§ **Extract provided**
--------------------------------------------------
William

Posted on May 9

Gemma 4 on Real Hardware: Local Inference, Cloud API, and a Three-Tier Architecture That Actually Works

#gemmachallenge #gemma #devchallenge #webdev

Gemma 4 Challenge: Write about Gemma 4 Submission

This is a submission for the Gemma 4 Challenge: Write About Gemma 4

Let me be straight with you before we get into any of this.

I am 58 years old. Retired. I build products for enjoyment — income is just a by-product of the effort. ( and yes that took me a long time to figure out, but once you do, everything changes ) I live in Minesing, Ontario. I have a cottage in Bracebridge. I work on projects at night, usually with a smoke and in my housecoat. ( don't judge me, it works )

I have no computer science degree, no coding background, and no team. I am what people in this community politely call a "vibe coder" — which is a kind way of saying I build things with AI tools and a terminal and a lot of stubbornness. And push through. ( and push back ;) ) Stubbornness is 100% non-negotiable when you're working long hours with different AIs at 58. The tools are incredible and they will also confidently break your app and tell you it's your fault. Every. Single. Time. ( you get used to it, I promise )

Over the last year I built three live products from scratch:

Events Arena — a live sports prediction platform with Soccer, NHL, and expandable arenas for any type of event, from organized sports to internet creator events ( yes that last part is a whole thing now )
--------------------------------------------------
§ **Excerpted data**
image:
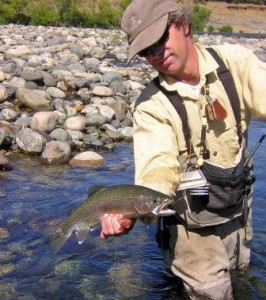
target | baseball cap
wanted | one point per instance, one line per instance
(144, 22)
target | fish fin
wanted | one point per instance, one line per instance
(55, 237)
(81, 234)
(147, 219)
(95, 189)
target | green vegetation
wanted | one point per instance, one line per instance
(200, 17)
(87, 13)
(226, 29)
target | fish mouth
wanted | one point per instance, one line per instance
(162, 210)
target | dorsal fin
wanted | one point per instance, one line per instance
(94, 189)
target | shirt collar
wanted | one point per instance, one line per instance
(207, 65)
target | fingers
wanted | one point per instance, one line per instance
(113, 225)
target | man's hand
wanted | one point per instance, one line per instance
(115, 224)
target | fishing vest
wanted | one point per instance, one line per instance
(228, 186)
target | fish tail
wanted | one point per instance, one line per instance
(55, 237)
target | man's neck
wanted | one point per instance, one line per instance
(191, 74)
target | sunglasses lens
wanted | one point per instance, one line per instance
(153, 49)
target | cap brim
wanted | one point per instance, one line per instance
(148, 37)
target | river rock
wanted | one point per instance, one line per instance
(102, 91)
(60, 134)
(30, 141)
(87, 159)
(56, 92)
(33, 99)
(8, 114)
(56, 152)
(3, 93)
(5, 163)
(44, 121)
(75, 123)
(17, 52)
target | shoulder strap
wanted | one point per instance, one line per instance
(179, 106)
(228, 83)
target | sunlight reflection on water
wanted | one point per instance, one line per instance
(128, 267)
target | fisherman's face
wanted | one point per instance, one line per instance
(171, 55)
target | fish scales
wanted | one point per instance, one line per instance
(131, 201)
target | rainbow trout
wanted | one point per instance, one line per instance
(132, 201)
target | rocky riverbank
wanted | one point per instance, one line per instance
(67, 91)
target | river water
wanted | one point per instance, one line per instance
(126, 267)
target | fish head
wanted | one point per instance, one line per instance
(155, 205)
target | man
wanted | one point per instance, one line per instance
(209, 237)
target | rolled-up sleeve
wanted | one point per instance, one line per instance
(254, 86)
(155, 149)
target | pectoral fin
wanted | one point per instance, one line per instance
(81, 234)
(147, 219)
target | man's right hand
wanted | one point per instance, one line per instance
(115, 224)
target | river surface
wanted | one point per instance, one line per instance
(126, 267)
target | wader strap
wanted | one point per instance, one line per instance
(179, 106)
(229, 86)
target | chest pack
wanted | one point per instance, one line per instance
(227, 186)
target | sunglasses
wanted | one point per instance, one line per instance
(153, 48)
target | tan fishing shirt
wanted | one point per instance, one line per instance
(158, 137)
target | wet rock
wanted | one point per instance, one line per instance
(56, 152)
(87, 159)
(5, 163)
(4, 233)
(44, 121)
(60, 134)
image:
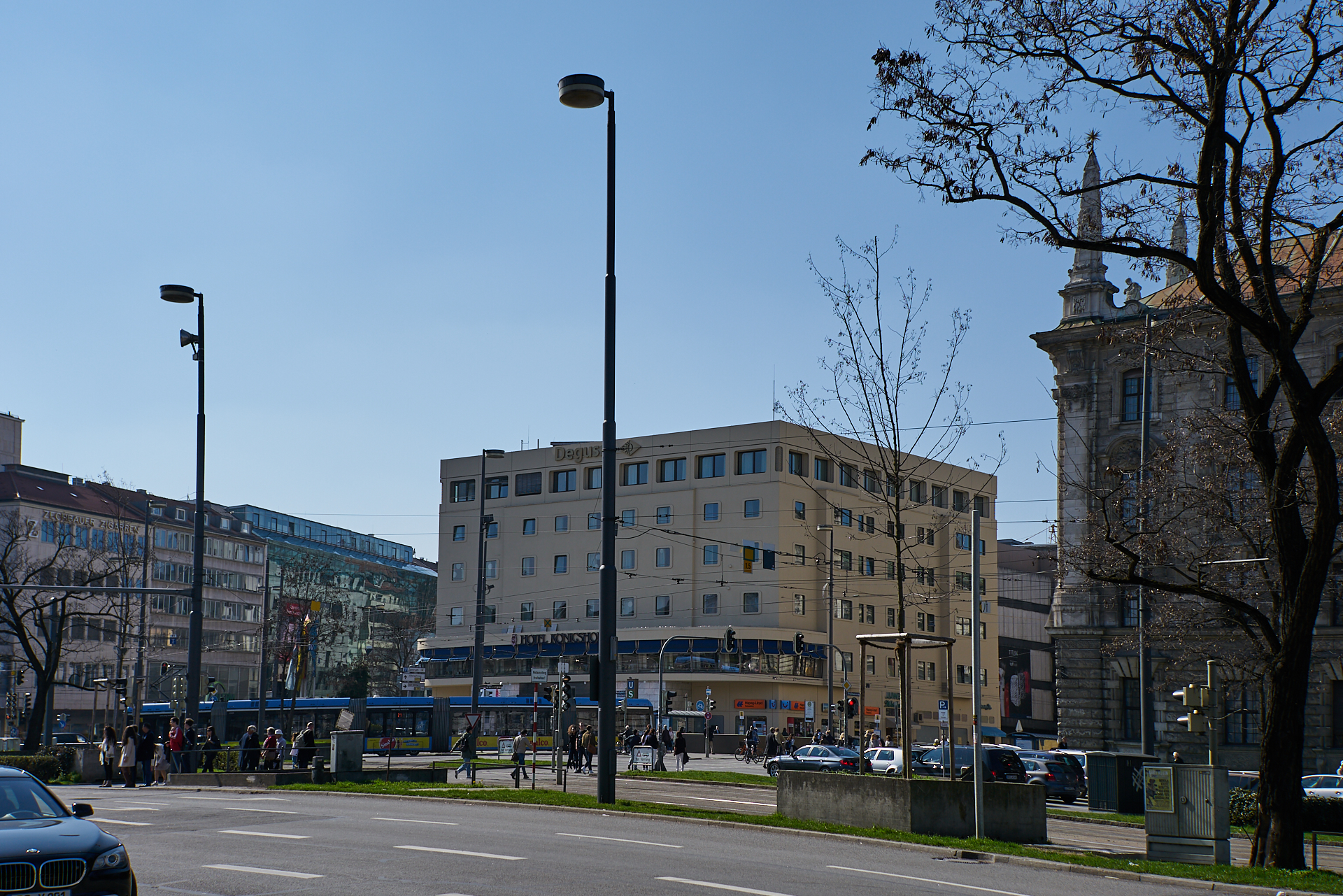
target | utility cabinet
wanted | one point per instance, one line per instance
(1188, 813)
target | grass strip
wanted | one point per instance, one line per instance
(1319, 881)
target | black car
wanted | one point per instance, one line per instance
(817, 758)
(51, 849)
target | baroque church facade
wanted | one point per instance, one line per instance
(1093, 625)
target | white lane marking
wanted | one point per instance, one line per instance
(276, 872)
(464, 852)
(712, 886)
(927, 880)
(620, 840)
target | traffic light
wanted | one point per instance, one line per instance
(1198, 699)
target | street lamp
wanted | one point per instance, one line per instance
(588, 92)
(830, 636)
(185, 296)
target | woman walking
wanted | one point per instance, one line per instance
(128, 757)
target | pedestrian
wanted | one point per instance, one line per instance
(128, 757)
(211, 748)
(306, 742)
(521, 746)
(111, 754)
(145, 753)
(249, 750)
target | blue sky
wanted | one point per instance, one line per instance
(399, 234)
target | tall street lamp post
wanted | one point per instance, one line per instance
(185, 296)
(588, 92)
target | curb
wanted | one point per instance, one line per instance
(944, 852)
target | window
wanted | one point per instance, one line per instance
(798, 462)
(527, 484)
(712, 467)
(1233, 397)
(672, 471)
(751, 462)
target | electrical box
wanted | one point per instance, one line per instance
(1188, 813)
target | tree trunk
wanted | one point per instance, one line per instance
(1280, 760)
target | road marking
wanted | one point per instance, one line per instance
(928, 880)
(620, 840)
(464, 852)
(712, 886)
(274, 872)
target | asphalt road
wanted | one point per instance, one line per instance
(219, 844)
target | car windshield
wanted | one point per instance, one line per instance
(22, 798)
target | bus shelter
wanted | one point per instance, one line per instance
(903, 642)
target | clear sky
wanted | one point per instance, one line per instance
(399, 234)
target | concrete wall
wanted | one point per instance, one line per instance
(943, 808)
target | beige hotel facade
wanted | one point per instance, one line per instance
(719, 531)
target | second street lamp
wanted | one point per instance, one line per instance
(185, 296)
(588, 92)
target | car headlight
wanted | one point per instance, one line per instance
(112, 860)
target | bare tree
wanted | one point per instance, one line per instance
(1251, 90)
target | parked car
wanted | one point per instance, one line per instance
(1322, 786)
(48, 846)
(817, 758)
(1058, 779)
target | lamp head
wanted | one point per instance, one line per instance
(582, 92)
(178, 293)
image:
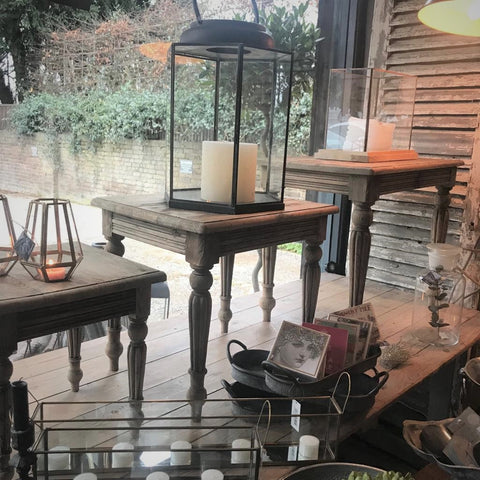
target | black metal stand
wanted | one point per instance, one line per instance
(22, 440)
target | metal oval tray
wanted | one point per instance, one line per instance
(411, 434)
(330, 471)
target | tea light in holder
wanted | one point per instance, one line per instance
(308, 447)
(179, 457)
(212, 474)
(239, 456)
(158, 476)
(122, 459)
(85, 476)
(59, 461)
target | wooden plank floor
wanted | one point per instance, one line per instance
(168, 345)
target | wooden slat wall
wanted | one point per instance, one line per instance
(446, 118)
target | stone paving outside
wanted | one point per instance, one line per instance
(89, 225)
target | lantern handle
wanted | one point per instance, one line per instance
(199, 17)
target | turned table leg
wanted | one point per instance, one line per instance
(6, 370)
(226, 274)
(114, 348)
(267, 302)
(440, 215)
(311, 280)
(74, 342)
(199, 316)
(359, 250)
(137, 355)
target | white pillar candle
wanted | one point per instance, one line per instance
(122, 459)
(157, 476)
(380, 136)
(217, 171)
(180, 458)
(86, 476)
(58, 461)
(241, 456)
(308, 447)
(212, 474)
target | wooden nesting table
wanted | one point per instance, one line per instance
(103, 286)
(207, 238)
(364, 183)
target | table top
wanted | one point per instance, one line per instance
(98, 273)
(152, 209)
(370, 169)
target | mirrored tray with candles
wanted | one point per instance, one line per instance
(160, 439)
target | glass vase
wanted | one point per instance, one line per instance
(439, 294)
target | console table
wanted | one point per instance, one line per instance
(102, 287)
(205, 238)
(364, 183)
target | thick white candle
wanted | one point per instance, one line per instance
(86, 476)
(180, 458)
(217, 171)
(122, 459)
(157, 476)
(308, 447)
(58, 461)
(240, 456)
(212, 474)
(380, 136)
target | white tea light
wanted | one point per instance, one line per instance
(86, 476)
(122, 459)
(217, 171)
(212, 474)
(308, 447)
(58, 461)
(180, 458)
(241, 456)
(158, 476)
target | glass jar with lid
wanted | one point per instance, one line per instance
(439, 294)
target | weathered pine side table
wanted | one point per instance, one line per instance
(205, 238)
(364, 183)
(103, 286)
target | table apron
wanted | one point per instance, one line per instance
(150, 233)
(63, 316)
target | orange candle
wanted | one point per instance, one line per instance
(56, 273)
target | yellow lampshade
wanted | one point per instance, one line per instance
(460, 17)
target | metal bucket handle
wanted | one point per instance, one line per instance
(200, 20)
(229, 354)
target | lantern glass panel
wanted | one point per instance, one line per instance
(57, 250)
(228, 145)
(8, 256)
(370, 110)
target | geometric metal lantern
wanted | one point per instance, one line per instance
(54, 247)
(8, 257)
(235, 161)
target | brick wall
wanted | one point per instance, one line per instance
(27, 166)
(130, 167)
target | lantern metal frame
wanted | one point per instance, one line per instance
(8, 256)
(269, 198)
(47, 260)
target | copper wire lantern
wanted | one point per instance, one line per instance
(8, 256)
(56, 250)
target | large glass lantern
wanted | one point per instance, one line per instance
(8, 257)
(370, 110)
(55, 249)
(230, 102)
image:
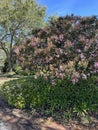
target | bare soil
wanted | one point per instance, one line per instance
(15, 119)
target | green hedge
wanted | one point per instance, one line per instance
(39, 93)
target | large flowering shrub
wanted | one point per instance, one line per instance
(68, 47)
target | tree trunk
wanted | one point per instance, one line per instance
(10, 63)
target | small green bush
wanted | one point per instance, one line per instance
(39, 93)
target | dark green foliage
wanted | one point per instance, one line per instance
(39, 93)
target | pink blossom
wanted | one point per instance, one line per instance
(82, 57)
(75, 77)
(84, 76)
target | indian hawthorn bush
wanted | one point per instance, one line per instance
(68, 47)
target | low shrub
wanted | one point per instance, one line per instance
(39, 93)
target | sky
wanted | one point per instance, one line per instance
(67, 7)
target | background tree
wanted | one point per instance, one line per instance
(17, 18)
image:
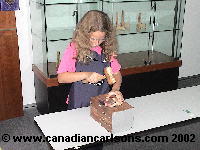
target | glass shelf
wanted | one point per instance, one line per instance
(128, 1)
(149, 28)
(59, 34)
(52, 2)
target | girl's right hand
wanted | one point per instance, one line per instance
(93, 77)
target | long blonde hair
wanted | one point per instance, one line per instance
(93, 21)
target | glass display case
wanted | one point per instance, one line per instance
(149, 34)
(148, 31)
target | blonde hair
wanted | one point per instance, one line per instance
(93, 21)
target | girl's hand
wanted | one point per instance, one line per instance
(118, 94)
(93, 77)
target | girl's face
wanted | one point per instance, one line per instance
(96, 38)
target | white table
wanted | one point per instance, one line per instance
(149, 112)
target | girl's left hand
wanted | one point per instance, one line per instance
(118, 94)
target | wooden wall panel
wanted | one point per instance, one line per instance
(7, 19)
(11, 104)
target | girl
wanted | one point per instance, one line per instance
(93, 48)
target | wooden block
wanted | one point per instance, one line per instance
(113, 119)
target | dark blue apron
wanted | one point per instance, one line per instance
(80, 93)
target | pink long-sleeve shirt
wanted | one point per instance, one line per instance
(67, 63)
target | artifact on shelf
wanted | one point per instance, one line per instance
(122, 25)
(58, 59)
(140, 25)
(114, 119)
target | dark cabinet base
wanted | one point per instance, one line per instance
(53, 99)
(149, 82)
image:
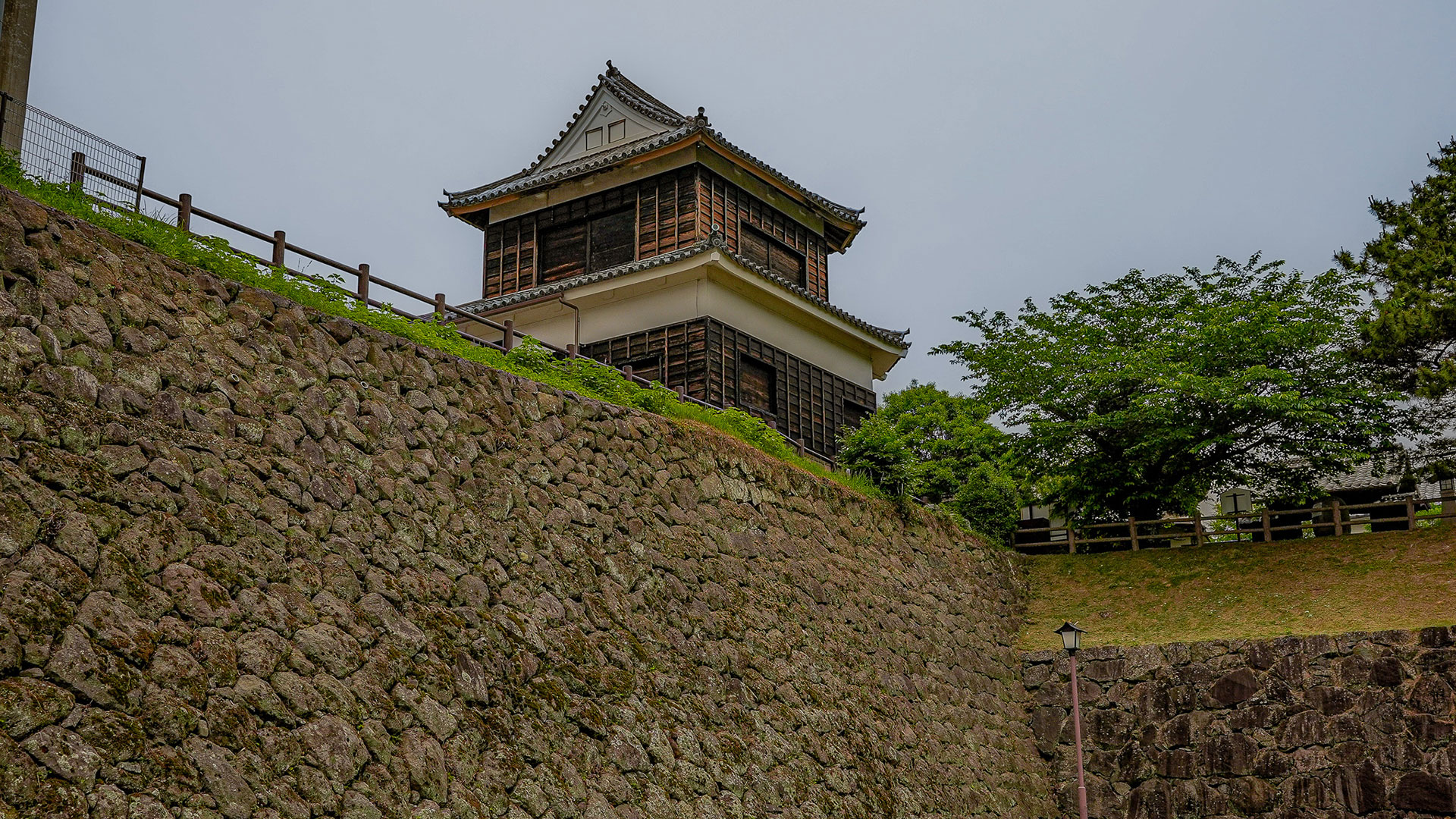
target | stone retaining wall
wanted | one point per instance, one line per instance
--------------------------------------------------
§ **Work request**
Can you carry on the blog post about running Gemma 4, starting right after its Events Arena item?

§ **Response to the exercise**
SaaS Price DB — a REST API tracking pricing data for 1,000+ B2B SaaS tools
TripSync — an AI travel planner that takes plain-English trip descriptions and returns real destinations with flight estimates and booking links Zero users on most of them. I wrote about that honestly on May 9th. ( zero judgement if you go read it, it's a fun honest post ) But here's what I didn't fully explain in that post:

I built TripSync for myself.

Every winter I travel for 3-4 months. Multiple countries. Multiple cities. I move around — I don't sit in one place and call it a vacation. Canadian winters are not for me anymore, and we've done Mexico, the States, and DR. ( Canadian winters, not for me, hard pass, no thank you, never again ) Planning those trips used to mean hours of browser tabs, scattered booking sites, trying to hold flight prices and hotel options and visa requirements in my head at the same time — while also figuring out what order to visit cities in so the flights make sense and we get the best experience at the lowest cost. Premium economy for long flights, economy for short ones. ( yes I have a system, don't we all )

TripSync was my solution to my own problem. I am the user. I use it to plan my own travel — this coming January through May 2027 and any trips between now and then. Whether anyone else ever uses it is a question I'm still working on. ( working on it, not losing sleep over it, there is a difference )

This post is about what I tried to add to it during the Gemma 4 Challenge, and what I actually found. Not what I hoped to find. What I actually found. ( spoiler: I was surprised )

The Fear Every Solo Builder Has But Won't Say Out Loud

I'll be honest about why I'm here because that's the kind of post this is.

I'm in this contest for three reasons: the prize money, the exposure for my projects, and genuinely wanting to help other builders who are in the same position I was six months ago. All three matter. None of them are secret. ( refreshing right? )

But the thing that got me paying attention to Gemma 4 specifically? The API bill.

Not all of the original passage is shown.